— BEGIN GIVEN RECORDS —

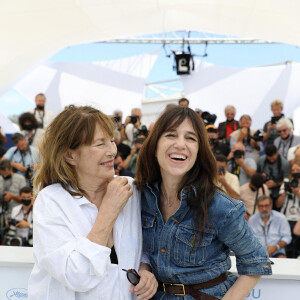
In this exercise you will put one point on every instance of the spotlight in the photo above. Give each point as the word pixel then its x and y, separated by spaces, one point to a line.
pixel 184 63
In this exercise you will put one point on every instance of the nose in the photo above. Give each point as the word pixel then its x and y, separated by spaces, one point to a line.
pixel 112 150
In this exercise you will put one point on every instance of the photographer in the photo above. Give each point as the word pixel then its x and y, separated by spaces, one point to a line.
pixel 22 157
pixel 287 139
pixel 237 164
pixel 216 146
pixel 228 182
pixel 30 129
pixel 118 117
pixel 131 127
pixel 230 125
pixel 22 216
pixel 250 192
pixel 249 137
pixel 274 168
pixel 270 131
pixel 289 198
pixel 10 186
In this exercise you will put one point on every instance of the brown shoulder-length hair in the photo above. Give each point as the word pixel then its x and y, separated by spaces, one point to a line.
pixel 203 175
pixel 73 127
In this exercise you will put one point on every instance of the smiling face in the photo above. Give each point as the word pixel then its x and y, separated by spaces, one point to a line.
pixel 177 150
pixel 95 162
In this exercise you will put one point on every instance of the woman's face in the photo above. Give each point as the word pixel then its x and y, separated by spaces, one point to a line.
pixel 177 150
pixel 95 162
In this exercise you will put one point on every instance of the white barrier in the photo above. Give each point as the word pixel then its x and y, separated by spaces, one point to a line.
pixel 16 264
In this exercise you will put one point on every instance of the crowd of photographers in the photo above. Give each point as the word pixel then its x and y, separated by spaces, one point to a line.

— END GIVEN RECORDS —

__WHAT THE TASK ASKS__:
Repeat the lines above with every "exercise" changed to "task" and nothing else altered, and omit the pictures.

__SOLUTION__:
In this task you will put one point on every instance of the spotlight in the photo above. Give each point as the word pixel then its x and y, separated by spaces, one point to a line.
pixel 184 63
In this task you will put one point on every instance of the nose in the photo above. Give each point as the word pixel then its x and y, separated by spaces, one point to a line.
pixel 112 150
In this task you will put one point on every instance of the photographer in the photo above. Give each point as the word pixel then its x and y, separated by spaces, one point to a line.
pixel 22 157
pixel 287 139
pixel 237 164
pixel 216 146
pixel 228 182
pixel 30 129
pixel 118 117
pixel 131 127
pixel 230 125
pixel 22 216
pixel 250 192
pixel 249 137
pixel 274 168
pixel 270 131
pixel 289 198
pixel 10 186
In this task you will put one point on every instance of the brown shoulder-length hair in the photo above. Give each point as the word pixel then its x and y, separated by spaces, one point to a line.
pixel 203 175
pixel 73 127
In this task you will put one point on every instance of the smiling face in the photo above. Give each point as the word pixel then its x and y, separated by spaces, one point to a line.
pixel 177 150
pixel 95 162
In this task you will put one point on every instance of the woman's face in the photo above. Give each point as the word pixel then its x and y, separated by spaces, one point to a line.
pixel 177 150
pixel 95 162
In this task you will put one point on every instance of the white barrier in the photo above. Give each point as the word pixel then its x and y, separated by spaces, one point to a line.
pixel 16 264
In this task you will put one point on every instance of the crowd of photographers in the photo above. Give each point as the word pixel then its x and y, separated by spaces, one point to a line.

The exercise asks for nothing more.